## ABOUT THIS TASK
In the data below, one line contains "negative clicks: (84, 68)" and a later one contains "31L60 55L86 63L161". Print both, with every line between them, exactly and alone.

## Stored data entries
Content starts

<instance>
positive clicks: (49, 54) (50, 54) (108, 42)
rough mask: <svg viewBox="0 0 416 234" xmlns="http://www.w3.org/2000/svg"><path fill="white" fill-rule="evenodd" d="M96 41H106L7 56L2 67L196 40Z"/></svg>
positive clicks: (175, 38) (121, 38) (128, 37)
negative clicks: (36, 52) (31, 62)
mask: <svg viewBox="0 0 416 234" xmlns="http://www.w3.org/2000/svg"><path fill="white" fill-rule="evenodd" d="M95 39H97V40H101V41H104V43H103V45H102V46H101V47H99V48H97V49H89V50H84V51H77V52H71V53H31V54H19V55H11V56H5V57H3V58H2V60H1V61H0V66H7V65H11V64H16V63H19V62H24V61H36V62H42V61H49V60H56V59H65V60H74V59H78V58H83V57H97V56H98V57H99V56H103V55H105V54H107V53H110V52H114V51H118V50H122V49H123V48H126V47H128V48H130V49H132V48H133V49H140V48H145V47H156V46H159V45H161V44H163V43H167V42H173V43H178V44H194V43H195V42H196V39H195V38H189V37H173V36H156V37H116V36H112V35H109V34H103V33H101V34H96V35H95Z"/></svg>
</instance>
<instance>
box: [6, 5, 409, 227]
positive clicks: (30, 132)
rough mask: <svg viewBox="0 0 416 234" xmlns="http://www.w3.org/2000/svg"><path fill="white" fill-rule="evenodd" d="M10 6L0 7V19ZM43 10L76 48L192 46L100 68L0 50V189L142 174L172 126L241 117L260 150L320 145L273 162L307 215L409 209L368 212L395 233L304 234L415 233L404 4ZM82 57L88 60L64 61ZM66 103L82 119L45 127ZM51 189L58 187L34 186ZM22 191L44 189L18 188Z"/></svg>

Content ends
Content starts

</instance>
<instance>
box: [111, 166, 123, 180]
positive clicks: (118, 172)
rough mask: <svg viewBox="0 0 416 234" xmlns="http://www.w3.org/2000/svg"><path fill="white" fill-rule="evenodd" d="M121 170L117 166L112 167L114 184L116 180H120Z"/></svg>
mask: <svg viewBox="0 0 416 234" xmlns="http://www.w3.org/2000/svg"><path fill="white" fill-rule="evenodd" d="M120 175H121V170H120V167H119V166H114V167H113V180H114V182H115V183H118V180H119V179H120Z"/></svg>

Content ends
Content starts

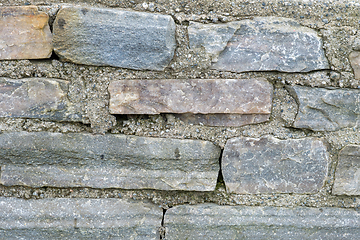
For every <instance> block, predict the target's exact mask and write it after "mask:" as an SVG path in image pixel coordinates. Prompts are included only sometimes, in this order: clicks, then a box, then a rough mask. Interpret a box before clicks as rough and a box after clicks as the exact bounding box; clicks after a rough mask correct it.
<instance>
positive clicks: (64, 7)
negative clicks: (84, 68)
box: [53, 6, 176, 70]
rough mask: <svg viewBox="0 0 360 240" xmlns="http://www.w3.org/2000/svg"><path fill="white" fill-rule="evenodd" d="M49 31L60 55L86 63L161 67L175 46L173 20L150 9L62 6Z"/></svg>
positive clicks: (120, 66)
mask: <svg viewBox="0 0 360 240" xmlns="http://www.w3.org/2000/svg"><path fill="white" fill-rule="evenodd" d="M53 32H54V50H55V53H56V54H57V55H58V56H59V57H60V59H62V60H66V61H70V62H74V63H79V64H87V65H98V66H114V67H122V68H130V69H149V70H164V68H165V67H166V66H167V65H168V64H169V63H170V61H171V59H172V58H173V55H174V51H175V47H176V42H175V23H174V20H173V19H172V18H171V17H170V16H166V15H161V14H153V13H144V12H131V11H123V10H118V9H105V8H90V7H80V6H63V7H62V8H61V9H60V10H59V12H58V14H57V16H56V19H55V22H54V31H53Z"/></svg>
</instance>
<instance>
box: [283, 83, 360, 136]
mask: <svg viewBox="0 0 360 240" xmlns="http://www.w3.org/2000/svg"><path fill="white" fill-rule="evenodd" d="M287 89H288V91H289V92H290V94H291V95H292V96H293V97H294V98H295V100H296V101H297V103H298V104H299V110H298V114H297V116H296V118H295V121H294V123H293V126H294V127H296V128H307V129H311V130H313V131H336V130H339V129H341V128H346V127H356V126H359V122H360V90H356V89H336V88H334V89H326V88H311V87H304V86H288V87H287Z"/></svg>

Content ends

## WRITTEN RESPONSE
negative clicks: (84, 68)
box: [53, 6, 176, 70]
rough mask: <svg viewBox="0 0 360 240" xmlns="http://www.w3.org/2000/svg"><path fill="white" fill-rule="evenodd" d="M49 31L60 55L86 63L161 67L175 46L173 20L150 9L62 6Z"/></svg>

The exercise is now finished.